[Raw rows]
***

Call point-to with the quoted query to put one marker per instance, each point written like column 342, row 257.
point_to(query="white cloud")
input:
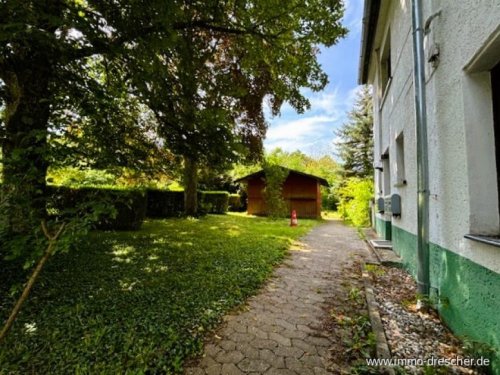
column 327, row 103
column 301, row 134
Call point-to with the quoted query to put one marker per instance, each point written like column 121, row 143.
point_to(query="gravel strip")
column 412, row 333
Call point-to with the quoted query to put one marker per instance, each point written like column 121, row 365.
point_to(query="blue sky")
column 313, row 131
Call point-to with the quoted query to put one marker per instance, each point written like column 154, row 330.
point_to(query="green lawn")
column 129, row 302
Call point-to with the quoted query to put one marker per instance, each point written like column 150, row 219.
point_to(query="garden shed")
column 301, row 192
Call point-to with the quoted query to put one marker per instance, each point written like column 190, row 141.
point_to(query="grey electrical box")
column 380, row 205
column 396, row 205
column 387, row 205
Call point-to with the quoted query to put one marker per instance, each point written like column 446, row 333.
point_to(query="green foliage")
column 354, row 196
column 164, row 203
column 235, row 204
column 127, row 207
column 214, row 202
column 374, row 270
column 476, row 349
column 141, row 302
column 273, row 192
column 356, row 137
column 324, row 167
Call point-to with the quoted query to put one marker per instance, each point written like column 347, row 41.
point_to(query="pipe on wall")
column 422, row 152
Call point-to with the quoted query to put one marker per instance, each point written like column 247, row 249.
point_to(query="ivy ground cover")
column 141, row 302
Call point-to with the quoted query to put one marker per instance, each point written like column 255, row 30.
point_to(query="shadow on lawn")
column 140, row 300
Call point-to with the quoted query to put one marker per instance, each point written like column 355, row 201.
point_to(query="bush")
column 354, row 198
column 213, row 202
column 235, row 204
column 164, row 203
column 273, row 192
column 118, row 209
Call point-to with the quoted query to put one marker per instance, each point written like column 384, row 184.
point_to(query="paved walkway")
column 280, row 332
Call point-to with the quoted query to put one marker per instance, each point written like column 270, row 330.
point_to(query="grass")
column 141, row 302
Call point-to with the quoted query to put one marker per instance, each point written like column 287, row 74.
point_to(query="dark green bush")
column 164, row 203
column 235, row 204
column 119, row 209
column 213, row 202
column 130, row 210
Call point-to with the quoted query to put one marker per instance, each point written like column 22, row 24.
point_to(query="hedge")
column 164, row 203
column 235, row 204
column 122, row 209
column 213, row 202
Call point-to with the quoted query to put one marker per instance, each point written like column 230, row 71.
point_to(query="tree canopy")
column 355, row 142
column 203, row 67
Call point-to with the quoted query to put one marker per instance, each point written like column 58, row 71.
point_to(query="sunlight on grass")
column 141, row 302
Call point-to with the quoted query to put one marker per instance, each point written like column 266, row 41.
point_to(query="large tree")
column 46, row 50
column 208, row 90
column 355, row 144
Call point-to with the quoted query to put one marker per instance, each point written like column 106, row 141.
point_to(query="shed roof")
column 260, row 173
column 370, row 18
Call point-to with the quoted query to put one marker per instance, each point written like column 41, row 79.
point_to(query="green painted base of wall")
column 383, row 228
column 469, row 294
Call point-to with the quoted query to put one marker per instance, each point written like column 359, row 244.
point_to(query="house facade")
column 301, row 192
column 462, row 88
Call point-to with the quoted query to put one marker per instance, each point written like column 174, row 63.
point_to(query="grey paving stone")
column 312, row 361
column 280, row 371
column 301, row 344
column 233, row 356
column 257, row 332
column 253, row 365
column 242, row 337
column 280, row 339
column 293, row 334
column 271, row 358
column 227, row 344
column 264, row 344
column 214, row 369
column 230, row 369
column 318, row 341
column 297, row 366
column 279, row 331
column 248, row 350
column 194, row 371
column 286, row 351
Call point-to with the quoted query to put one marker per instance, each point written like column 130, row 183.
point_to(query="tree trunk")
column 31, row 281
column 190, row 186
column 25, row 144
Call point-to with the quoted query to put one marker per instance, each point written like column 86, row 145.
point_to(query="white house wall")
column 460, row 30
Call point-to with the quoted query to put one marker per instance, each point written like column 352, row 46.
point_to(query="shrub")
column 118, row 209
column 235, row 204
column 130, row 210
column 273, row 192
column 354, row 198
column 164, row 203
column 213, row 202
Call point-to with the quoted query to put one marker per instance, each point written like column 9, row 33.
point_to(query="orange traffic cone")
column 293, row 219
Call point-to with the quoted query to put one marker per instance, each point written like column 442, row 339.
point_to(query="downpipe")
column 422, row 151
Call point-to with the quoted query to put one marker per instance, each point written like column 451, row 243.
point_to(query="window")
column 481, row 105
column 385, row 64
column 387, row 173
column 495, row 93
column 400, row 161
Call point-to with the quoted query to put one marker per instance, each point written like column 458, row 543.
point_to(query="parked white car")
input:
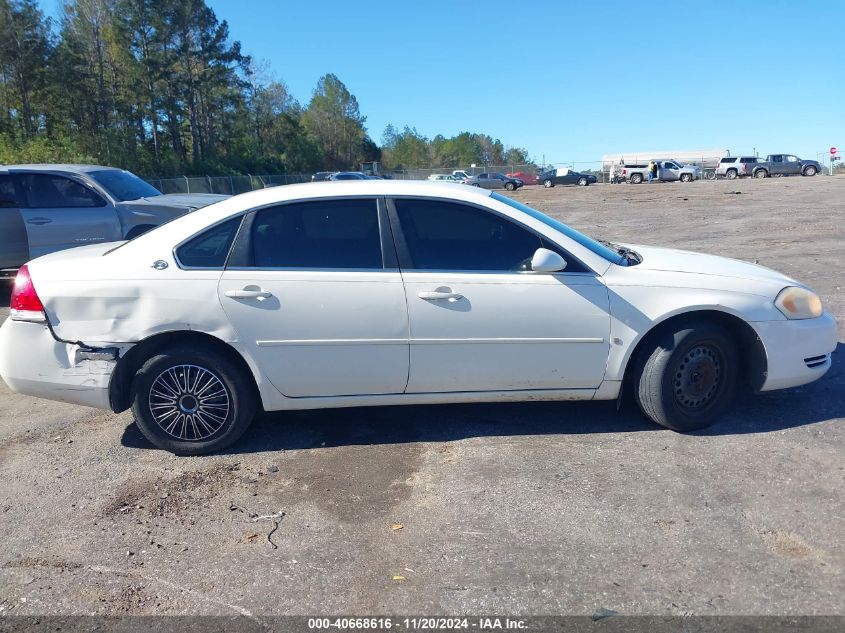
column 395, row 292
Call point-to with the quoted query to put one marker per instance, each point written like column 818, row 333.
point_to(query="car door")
column 313, row 290
column 669, row 171
column 478, row 320
column 792, row 165
column 61, row 212
column 14, row 249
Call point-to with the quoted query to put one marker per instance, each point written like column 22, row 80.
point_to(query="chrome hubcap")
column 698, row 377
column 189, row 402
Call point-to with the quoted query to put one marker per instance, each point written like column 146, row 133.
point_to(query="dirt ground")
column 539, row 508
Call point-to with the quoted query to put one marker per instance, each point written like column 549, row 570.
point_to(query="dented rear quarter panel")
column 109, row 299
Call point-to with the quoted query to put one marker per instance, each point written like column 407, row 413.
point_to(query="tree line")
column 160, row 87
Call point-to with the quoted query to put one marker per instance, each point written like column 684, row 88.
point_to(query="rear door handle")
column 248, row 294
column 439, row 295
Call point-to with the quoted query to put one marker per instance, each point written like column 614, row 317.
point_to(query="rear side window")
column 48, row 191
column 7, row 193
column 210, row 248
column 448, row 236
column 334, row 234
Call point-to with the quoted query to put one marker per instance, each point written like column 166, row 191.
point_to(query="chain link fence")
column 232, row 185
column 228, row 185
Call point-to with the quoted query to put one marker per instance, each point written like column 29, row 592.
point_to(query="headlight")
column 798, row 303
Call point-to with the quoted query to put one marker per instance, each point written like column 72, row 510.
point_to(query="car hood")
column 672, row 260
column 192, row 201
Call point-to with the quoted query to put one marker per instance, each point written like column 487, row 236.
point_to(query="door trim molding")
column 422, row 341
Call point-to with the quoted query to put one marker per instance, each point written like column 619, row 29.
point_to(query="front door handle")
column 249, row 293
column 439, row 295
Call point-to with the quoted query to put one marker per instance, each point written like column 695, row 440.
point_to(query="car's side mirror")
column 546, row 261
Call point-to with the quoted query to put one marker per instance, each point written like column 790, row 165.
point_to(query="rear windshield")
column 124, row 185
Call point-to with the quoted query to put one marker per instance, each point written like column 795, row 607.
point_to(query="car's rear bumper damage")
column 35, row 363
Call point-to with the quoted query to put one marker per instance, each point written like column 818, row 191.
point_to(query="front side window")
column 124, row 185
column 48, row 191
column 7, row 193
column 210, row 248
column 596, row 247
column 449, row 236
column 330, row 234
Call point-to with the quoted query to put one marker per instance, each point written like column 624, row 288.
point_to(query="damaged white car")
column 385, row 292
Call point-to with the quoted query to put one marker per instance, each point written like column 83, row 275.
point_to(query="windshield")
column 124, row 185
column 585, row 241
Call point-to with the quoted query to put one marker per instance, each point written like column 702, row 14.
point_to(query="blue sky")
column 569, row 80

***

- Set exercise -
Please convert every row above into a two-column CSV with the headers "prompt" and "points", one line per row. Put each row's text and its answer in one quoted field each, replace line breaks with spaces, and leave the pictures out.

- The output -
prompt,points
"Call point-to with the quoted query to put one marker per instance, each point written like column 342, row 257. point_to(query=""white cloud"") input:","column 327, row 103 column 301, row 134"
"Call point-to with the quoted query to put one marker per instance, each point written like column 121, row 143. point_to(query=""gravel strip"")","column 412, row 333"
"Call point-to with the quoted query to put one marker per instance, each point written like column 121, row 365. point_to(query=""blue sky"")","column 313, row 131"
"Call point-to with the quoted query to put one marker per instance, each point written like column 154, row 330. point_to(query=""green lawn"")","column 129, row 302"
"Call point-to with the quoted query to put one marker per instance, each point written like column 150, row 219. point_to(query=""garden shed"")","column 301, row 192"
"Call point-to with the quoted query to put one marker per instance, each point written like column 190, row 141. point_to(query=""grey electrical box"")","column 380, row 205 column 396, row 205 column 387, row 205"
"Call point-to with the quoted query to put one marker per instance, each point written like column 446, row 333. point_to(query=""green foliage"")","column 354, row 196 column 164, row 203 column 235, row 204 column 127, row 207 column 214, row 202 column 374, row 270 column 476, row 349 column 141, row 302 column 273, row 192 column 356, row 137 column 324, row 167"
"Call point-to with the quoted query to put one marker per instance, each point written like column 347, row 41. point_to(query=""pipe on wall"")","column 422, row 152"
"Call point-to with the quoted query to put one marker per instance, each point written like column 247, row 249. point_to(query=""ivy ground cover"")","column 141, row 302"
"Call point-to with the quoted query to put one marker per instance, each point written like column 255, row 30. point_to(query=""shadow on lawn"")","column 140, row 300"
"Call point-to with the quoted query to put one marker per instance, each point written like column 355, row 201. point_to(query=""bush"")","column 354, row 198 column 213, row 202 column 235, row 204 column 164, row 203 column 273, row 192 column 118, row 209"
"Call point-to with the quoted query to put one marker per instance, each point written like column 384, row 184. point_to(query=""paved walkway"")","column 280, row 332"
"Call point-to with the quoted query to put one marker per instance, each point written like column 270, row 330. point_to(query=""grass"")","column 141, row 302"
"Call point-to with the quoted query to put one marker per instance, each point written like column 287, row 74. point_to(query=""dark green bush"")","column 164, row 203 column 235, row 204 column 119, row 209 column 213, row 202 column 130, row 210"
"Call point-to with the quoted query to put one marker per instance, each point written like column 22, row 24. point_to(query=""hedge"")","column 164, row 203 column 235, row 204 column 122, row 209 column 213, row 202"
"Call point-to with the quoted query to put one marker per instance, each point written like column 230, row 71. point_to(query=""tree canopy"")","column 355, row 142 column 203, row 67"
"Call point-to with the quoted query to put one marker per instance, each point written like column 58, row 71. point_to(query=""sunlight on grass"")","column 141, row 302"
"Call point-to with the quoted query to put one marker per instance, each point written like column 266, row 41. point_to(query=""large tree"")","column 46, row 50 column 208, row 90 column 355, row 144"
"Call point-to with the quoted query to put one marker per instance, each point written like column 106, row 141. point_to(query=""shed roof"")","column 260, row 173 column 370, row 18"
"Call point-to with the quoted query to put one marker per instance, each point written like column 41, row 79. point_to(query=""green painted base of wall"")","column 383, row 228 column 469, row 294"
"Call point-to with the quoted query to put one marker per instance, each point written like column 359, row 244. point_to(query=""house facade"")","column 301, row 192 column 462, row 88"
"Call point-to with the quoted query to put one marker per instance, each point written like column 174, row 63. point_to(query=""grey paving stone"")","column 312, row 361 column 280, row 371 column 301, row 344 column 233, row 356 column 257, row 332 column 253, row 365 column 242, row 337 column 280, row 339 column 293, row 334 column 271, row 358 column 227, row 344 column 264, row 344 column 214, row 369 column 230, row 369 column 318, row 341 column 297, row 366 column 279, row 331 column 248, row 350 column 194, row 371 column 286, row 351"
"Call point-to with the quoted query to put one marker per instance, each point written like column 130, row 183. point_to(query=""tree trunk"")","column 31, row 281 column 190, row 186 column 25, row 144"
"Call point-to with the quoted query to put one marker per instance, each point written like column 86, row 145. point_to(query=""white house wall"")","column 460, row 30"
"Call point-to with the quoted query to put one marker per instance, each point written like column 352, row 46. point_to(query=""shrub"")","column 118, row 209 column 235, row 204 column 130, row 210 column 273, row 192 column 354, row 198 column 164, row 203 column 213, row 202"
"Call point-to with the quoted query to put one marker per instance, each point written like column 9, row 33. point_to(query=""orange traffic cone"")","column 293, row 219"
"Call point-to with the quoted query to put one marker per instance, each point written like column 442, row 339. point_to(query=""downpipe"")","column 422, row 151"
"Call point-to with the quoted query to put one marker per instance, each point written like column 451, row 243. point_to(query=""window"")","column 481, row 105 column 385, row 64 column 387, row 173 column 495, row 93 column 400, row 161"
"Call point-to with the quoted query to put one marker per instance, each point written like column 458, row 543. point_to(query=""parked white car"") input:","column 395, row 292"
"Call point-to with the quoted query to put one marker per instance, each point written like column 818, row 333. point_to(query=""car door"")","column 313, row 290 column 669, row 171 column 478, row 320 column 792, row 165 column 61, row 212 column 14, row 249"
"Call point-to with the quoted query to put one marker per instance, each point written like column 22, row 80. point_to(query=""chrome hubcap"")","column 698, row 377 column 189, row 402"
"Call point-to with the quoted query to put one marker per instance, each point written like column 146, row 133. point_to(query=""dirt ground"")","column 539, row 508"
"Call point-to with the quoted query to put one marker per instance, each point written like column 549, row 570. point_to(query=""dented rear quarter panel"")","column 109, row 299"
"Call point-to with the quoted query to put one marker per instance, each point written like column 407, row 413. point_to(query=""tree line"")","column 160, row 87"
"Call point-to with the quoted query to put one marker per instance, each point written like column 684, row 88. point_to(query=""rear door handle"")","column 248, row 294 column 439, row 295"
"Call point-to with the quoted query to put one marker per instance, each point written like column 614, row 317. point_to(query=""rear side window"")","column 48, row 191 column 7, row 193 column 210, row 248 column 448, row 236 column 334, row 234"
"Call point-to with the quoted query to put one marker per instance, each point written like column 166, row 191. point_to(query=""chain link fence"")","column 232, row 185 column 228, row 185"
"Call point-to with the quoted query to put one marker per instance, each point written like column 29, row 592. point_to(query=""headlight"")","column 798, row 303"
"Call point-to with the quoted query to put one marker per instance, each point written like column 72, row 510. point_to(query=""car hood"")","column 672, row 260 column 192, row 201"
"Call point-to with the quoted query to put one marker per instance, each point written like column 487, row 236. point_to(query=""door trim molding"")","column 422, row 341"
"Call point-to with the quoted query to put one marker per instance, each point written like column 619, row 29. point_to(query=""front door handle"")","column 249, row 293 column 439, row 295"
"Call point-to with the quoted query to put one marker per instance, each point written like column 695, row 440. point_to(query=""car's side mirror"")","column 546, row 261"
"Call point-to with the quoted query to put one marker per instance, each point written like column 790, row 165. point_to(query=""rear windshield"")","column 124, row 185"
"Call point-to with the quoted query to put one marker per instance, each point written like column 795, row 607. point_to(query=""car's rear bumper damage"")","column 35, row 363"
"Call point-to with the quoted query to put one marker per instance, each point written like column 818, row 191. point_to(query=""front side window"")","column 124, row 185 column 48, row 191 column 7, row 193 column 210, row 248 column 596, row 247 column 449, row 236 column 330, row 234"
"Call point-to with the quoted query to put one marker per instance, each point written like column 624, row 288. point_to(query=""damaged white car"")","column 385, row 292"
"Call point-to with the quoted query to put one marker per instance, each point written like column 83, row 275. point_to(query=""windshield"")","column 124, row 185 column 585, row 241"
"Call point-to with the quoted query to put one marker per instance, each point written like column 702, row 14. point_to(query=""blue sky"")","column 569, row 80"